Exercise requirements |
Find the line that contains "Tag the slender". Then set down that line and all the lines after it, to the end of the records, exactly and with nothing added.

BEGIN Data to process

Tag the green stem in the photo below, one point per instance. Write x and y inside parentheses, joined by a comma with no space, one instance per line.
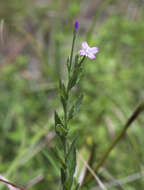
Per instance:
(71,56)
(137,112)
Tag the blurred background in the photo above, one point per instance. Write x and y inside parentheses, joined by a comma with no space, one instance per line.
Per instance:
(35,40)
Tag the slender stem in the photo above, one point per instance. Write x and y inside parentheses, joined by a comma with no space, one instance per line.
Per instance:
(12,184)
(136,113)
(71,56)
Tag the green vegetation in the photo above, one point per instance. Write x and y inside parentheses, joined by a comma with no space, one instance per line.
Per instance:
(35,40)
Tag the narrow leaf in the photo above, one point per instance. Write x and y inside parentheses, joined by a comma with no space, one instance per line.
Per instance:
(75,108)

END Data to process

Written answer |
Tag the slender stem in the photo above, one point per instance. Write x and y inside parentheses, joined by a comma with no space, one instance per line.
Per instance:
(12,184)
(136,113)
(71,56)
Tag the green vegetation in the photo above, one point per instance. Write x and y inside parentheses, joined by a comma with no space, one instance per line.
Per instance:
(35,40)
Tag the narrow leaf in the photo above, one point per instance. Write x and y inside parentheses, joined by a comma with no space, one instance per line.
Per instance:
(75,108)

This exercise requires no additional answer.